**Boundary labeling items:**
(begin)

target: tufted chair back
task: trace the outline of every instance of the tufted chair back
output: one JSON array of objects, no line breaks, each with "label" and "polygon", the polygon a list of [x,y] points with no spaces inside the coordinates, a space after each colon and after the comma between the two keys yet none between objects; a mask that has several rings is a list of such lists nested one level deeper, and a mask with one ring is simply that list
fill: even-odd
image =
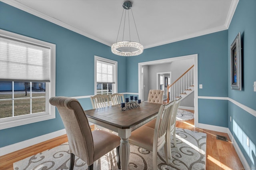
[{"label": "tufted chair back", "polygon": [[150,90],[148,102],[163,104],[164,91],[161,90]]}]

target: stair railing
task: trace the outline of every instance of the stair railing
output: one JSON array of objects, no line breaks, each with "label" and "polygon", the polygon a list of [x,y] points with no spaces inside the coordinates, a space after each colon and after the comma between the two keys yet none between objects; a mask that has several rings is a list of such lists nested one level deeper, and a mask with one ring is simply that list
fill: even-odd
[{"label": "stair railing", "polygon": [[193,65],[190,67],[171,85],[167,86],[167,103],[169,103],[169,99],[172,101],[180,97],[181,94],[184,94],[185,91],[194,84],[194,66]]}]

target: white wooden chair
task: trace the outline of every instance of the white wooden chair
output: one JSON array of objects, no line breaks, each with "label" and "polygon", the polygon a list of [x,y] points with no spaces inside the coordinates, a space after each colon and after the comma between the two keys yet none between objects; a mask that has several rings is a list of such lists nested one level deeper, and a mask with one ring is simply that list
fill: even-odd
[{"label": "white wooden chair", "polygon": [[109,96],[104,95],[96,95],[91,96],[91,102],[93,109],[100,108],[109,106]]},{"label": "white wooden chair", "polygon": [[[92,109],[101,108],[109,106],[109,97],[110,95],[96,95],[94,96],[91,96],[90,98],[91,99]],[[112,131],[102,127],[97,127],[97,126],[94,124],[94,130],[97,130],[98,128],[108,130],[110,132],[112,132]]]},{"label": "white wooden chair", "polygon": [[114,93],[111,95],[112,105],[120,105],[121,103],[124,102],[124,97],[123,94]]},{"label": "white wooden chair", "polygon": [[154,128],[142,126],[132,132],[129,142],[139,147],[153,152],[153,167],[157,169],[157,152],[164,147],[166,163],[169,164],[166,150],[166,137],[170,115],[174,102],[162,105],[159,109]]}]

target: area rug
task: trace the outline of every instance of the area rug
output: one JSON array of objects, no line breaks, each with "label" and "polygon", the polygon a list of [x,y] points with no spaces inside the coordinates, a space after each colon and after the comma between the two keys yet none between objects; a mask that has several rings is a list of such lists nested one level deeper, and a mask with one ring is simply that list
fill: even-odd
[{"label": "area rug", "polygon": [[177,121],[185,121],[194,119],[194,113],[185,110],[178,109],[176,120]]},{"label": "area rug", "polygon": [[[172,156],[170,165],[167,165],[164,148],[158,152],[158,170],[205,169],[206,137],[205,133],[176,128],[177,148],[174,147],[171,137]],[[147,150],[141,152],[140,148],[130,145],[129,170],[152,170],[152,153]],[[68,144],[44,151],[14,164],[18,170],[68,169],[70,153]],[[86,164],[76,157],[74,170],[86,170]],[[95,170],[118,170],[116,149],[110,152],[94,164]]]}]

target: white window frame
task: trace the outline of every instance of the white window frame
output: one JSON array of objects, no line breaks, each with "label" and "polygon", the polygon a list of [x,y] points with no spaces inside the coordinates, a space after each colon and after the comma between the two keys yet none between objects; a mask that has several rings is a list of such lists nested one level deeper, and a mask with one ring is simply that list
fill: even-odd
[{"label": "white window frame", "polygon": [[97,94],[97,60],[101,60],[114,65],[114,83],[112,84],[112,93],[117,93],[117,61],[106,58],[94,55],[94,95]]},{"label": "white window frame", "polygon": [[32,43],[47,46],[51,49],[50,82],[46,82],[46,111],[0,119],[0,130],[55,118],[55,107],[50,104],[49,99],[55,96],[56,45],[2,30],[0,30],[0,34]]}]

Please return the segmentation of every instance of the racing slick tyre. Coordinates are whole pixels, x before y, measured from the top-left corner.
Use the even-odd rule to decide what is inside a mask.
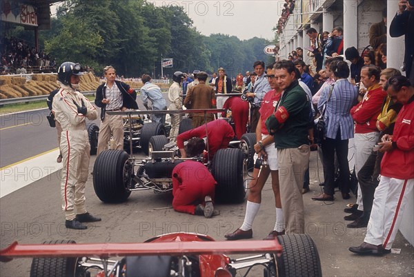
[[[178,134],[184,133],[193,129],[193,121],[191,119],[183,119],[178,127]]]
[[[167,143],[168,143],[168,138],[164,134],[152,136],[148,143],[148,154],[152,151],[162,151],[162,147]]]
[[[73,240],[45,241],[43,245],[76,243]],[[78,258],[34,258],[30,267],[30,277],[79,276],[77,272]],[[79,269],[79,267],[78,267]]]
[[[124,150],[105,150],[95,160],[93,167],[93,188],[104,203],[120,203],[128,199],[131,191],[134,165]]]
[[[89,144],[90,145],[90,155],[96,155],[98,150],[98,135],[99,134],[99,127],[92,122],[86,125],[88,130],[88,137],[89,138]]]
[[[141,129],[141,149],[146,155],[148,154],[148,144],[150,138],[153,136],[164,134],[166,135],[166,128],[162,123],[159,122],[150,122],[145,123]]]
[[[246,158],[246,166],[248,171],[253,171],[255,167],[255,144],[256,144],[256,133],[247,133],[241,136],[239,147]]]
[[[322,276],[322,269],[317,249],[310,237],[304,234],[278,236],[283,247],[277,258],[281,276]]]
[[[214,155],[211,173],[217,182],[217,202],[235,203],[244,200],[244,154],[238,148],[220,149]]]

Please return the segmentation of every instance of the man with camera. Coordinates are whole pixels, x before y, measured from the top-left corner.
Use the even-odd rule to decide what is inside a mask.
[[[400,0],[398,11],[390,25],[390,36],[405,36],[405,54],[402,71],[414,83],[414,0]]]
[[[255,72],[257,74],[255,79],[253,92],[248,92],[248,97],[253,97],[253,101],[250,102],[250,132],[256,132],[257,123],[260,117],[260,106],[264,94],[271,90],[269,83],[267,81],[267,78],[264,74],[264,62],[263,61],[256,61],[253,63]]]

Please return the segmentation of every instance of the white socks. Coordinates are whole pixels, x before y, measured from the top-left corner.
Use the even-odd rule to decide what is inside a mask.
[[[283,217],[283,209],[282,208],[276,208],[276,223],[273,230],[279,232],[284,229],[284,218]]]
[[[243,231],[248,231],[252,229],[253,220],[256,214],[259,212],[260,209],[260,203],[255,203],[254,202],[247,201],[246,205],[246,215],[244,216],[244,221],[243,225],[240,227]]]

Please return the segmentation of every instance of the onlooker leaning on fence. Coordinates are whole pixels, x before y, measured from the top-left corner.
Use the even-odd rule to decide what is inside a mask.
[[[128,109],[138,109],[135,102],[137,92],[129,85],[116,81],[117,72],[112,65],[103,68],[106,82],[97,89],[97,97],[95,103],[101,108],[101,126],[98,136],[99,155],[108,149],[111,132],[112,134],[115,148],[124,149],[124,122],[122,116],[106,114],[110,111],[120,111]]]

(end)

**EXERCISE TASK:** Reproduce the material in its entirety and word for word, without the pictures.

**THE OUTPUT:**
target: tufted chair back
task: trace the outline of every instance of the tufted chair back
output: one JSON array of objects, no line breaks, each with "label" and "polygon", the polygon a list of [x,y] points with no spaces inside the coordinates, a space after each colon and after the comma between the two keys yet none between objects; a mask that has several rings is a list of such lists nested one level deeper, and a mask with one ring is simply that list
fill: even-odd
image =
[{"label": "tufted chair back", "polygon": [[150,90],[148,102],[163,104],[164,91],[161,90]]}]

target: stair railing
task: trace the outline of every instance of the stair railing
output: one JSON array of objects, no line breaks, each with "label" and "polygon", the polygon a list of [x,y] points with no spaces inside the coordinates, a space after each colon and after the comma between the two keys yet none between objects; a mask that has several rings is a list of such lists nested one level deeper, and a mask with one ring is simply that list
fill: even-odd
[{"label": "stair railing", "polygon": [[193,65],[190,67],[171,85],[167,86],[167,103],[169,103],[169,99],[172,101],[180,97],[181,94],[184,94],[185,91],[194,84],[194,66]]}]

target: white wooden chair
task: trace the outline of every instance of the white wooden chair
output: one JSON array of objects, no line breaks, each with "label" and "polygon", the polygon a list of [x,y] points with no spaces inside the coordinates, a space after each colon and after the comma between the two keys yet none between objects; a mask that has several rings is a list of such lists nested one level deeper, and a mask with one ring is simply that list
fill: even-odd
[{"label": "white wooden chair", "polygon": [[109,96],[104,95],[96,95],[91,96],[91,102],[93,109],[100,108],[109,106]]},{"label": "white wooden chair", "polygon": [[[92,109],[101,108],[109,106],[109,97],[110,95],[96,95],[94,96],[91,96],[90,98],[91,99]],[[112,131],[102,127],[97,127],[97,126],[94,124],[94,130],[97,130],[98,128],[108,130],[110,132],[112,132]]]},{"label": "white wooden chair", "polygon": [[114,93],[111,95],[112,105],[120,105],[121,103],[124,102],[124,97],[123,94]]},{"label": "white wooden chair", "polygon": [[154,128],[142,126],[132,132],[129,142],[139,147],[153,152],[153,167],[157,169],[157,152],[164,147],[166,163],[169,164],[166,150],[166,137],[170,115],[174,102],[162,105],[159,109]]}]

target: area rug
task: trace the outline of every instance of the area rug
output: one JSON array of objects, no line breaks, each with "label" and "polygon", the polygon a list of [x,y] points with no spaces inside the coordinates, a space after each colon and after the comma between the two keys yet none between objects; a mask that has several rings is a list of such lists nested one level deeper, and a mask with one ring is simply that list
fill: even-odd
[{"label": "area rug", "polygon": [[177,121],[185,121],[194,119],[194,113],[185,110],[178,109],[176,120]]},{"label": "area rug", "polygon": [[[172,156],[170,165],[167,165],[164,148],[158,152],[158,170],[205,169],[206,137],[205,133],[176,128],[177,148],[174,147],[171,137]],[[147,150],[141,152],[140,148],[130,145],[129,170],[152,170],[152,153]],[[68,144],[44,151],[14,164],[18,170],[68,169],[70,153]],[[86,164],[76,157],[74,170],[86,170]],[[95,170],[118,170],[116,149],[110,152],[94,164]]]}]

target: white window frame
task: trace the outline of every instance of the white window frame
output: one JSON array of objects, no line breaks, each with "label" and "polygon", the polygon a list of [x,y] points with no spaces inside the coordinates, a space after each colon and after the comma between the two keys yet none between objects; a mask that has several rings is a list of such lists nested one level deeper, and a mask with one ring is simply that list
fill: even-odd
[{"label": "white window frame", "polygon": [[97,94],[97,60],[101,60],[114,65],[114,83],[112,84],[112,93],[117,93],[117,61],[106,58],[94,55],[94,95]]},{"label": "white window frame", "polygon": [[32,43],[47,46],[51,49],[50,82],[46,82],[46,111],[0,119],[0,130],[55,118],[55,107],[50,104],[49,99],[55,96],[56,45],[2,30],[0,30],[0,34]]}]

Please return the segmentation of every instance of the racing slick tyre. Coordinates are whole pixels, x before y, measured from the top-left corner.
Use the even-odd rule to decide what is inside a mask.
[[[178,134],[184,133],[193,129],[193,121],[191,119],[183,119],[178,127]]]
[[[167,143],[168,143],[168,138],[164,134],[152,136],[148,143],[148,154],[152,151],[162,151],[162,147]]]
[[[73,240],[45,241],[43,245],[76,243]],[[78,258],[34,258],[30,267],[30,277],[79,276],[77,272]],[[79,269],[79,267],[78,267]]]
[[[124,150],[105,150],[95,160],[93,167],[93,188],[104,203],[120,203],[128,199],[131,191],[134,165]]]
[[[89,144],[90,145],[90,155],[96,155],[98,150],[98,135],[99,134],[99,127],[92,122],[86,125],[88,130],[88,137],[89,138]]]
[[[141,129],[141,149],[146,155],[148,154],[148,144],[150,138],[153,136],[164,134],[166,135],[166,128],[162,123],[159,122],[150,122],[145,123]]]
[[[246,158],[246,166],[248,171],[253,171],[255,167],[255,144],[256,144],[256,133],[247,133],[241,136],[239,147]]]
[[[322,276],[322,269],[317,249],[310,237],[304,234],[278,236],[283,247],[277,258],[281,276]]]
[[[214,155],[211,173],[217,182],[217,202],[235,203],[244,200],[244,154],[238,148],[220,149]]]

Please return the segmentation of every instance of the man with camera. Coordinates are whole pixels, x before y, measured from the top-left corner.
Use the even-odd rule to decide what is inside a mask.
[[[400,0],[398,11],[390,25],[390,36],[405,36],[405,54],[402,71],[414,83],[414,0]]]
[[[255,72],[257,74],[255,79],[253,92],[248,92],[248,97],[253,97],[253,101],[250,102],[250,132],[256,132],[257,123],[260,117],[260,106],[264,94],[271,90],[269,83],[267,81],[267,78],[264,74],[264,62],[263,61],[256,61],[253,63]]]

Please return the segmentation of every instance of the white socks. Coordinates are whole pixels, x before y, measured from the top-left corner.
Use the even-odd rule to decide what is inside a mask.
[[[283,217],[283,209],[282,208],[276,208],[276,223],[273,230],[279,232],[284,229],[284,218]]]
[[[243,231],[248,231],[252,229],[253,220],[256,214],[259,212],[260,209],[260,203],[255,203],[254,202],[247,201],[246,205],[246,215],[244,216],[244,221],[243,225],[240,227]]]

Please return the segmentation of every instance of the onlooker leaning on fence. Coordinates are whole pixels, x before y, measured from the top-left corner.
Use the even-odd rule to decide what is inside a mask.
[[[128,109],[138,109],[135,102],[137,92],[129,85],[116,81],[117,72],[112,65],[103,68],[106,82],[97,89],[97,97],[95,103],[101,108],[101,126],[98,136],[99,155],[108,149],[111,132],[112,134],[115,148],[124,149],[124,122],[122,116],[106,114],[110,111],[120,111]]]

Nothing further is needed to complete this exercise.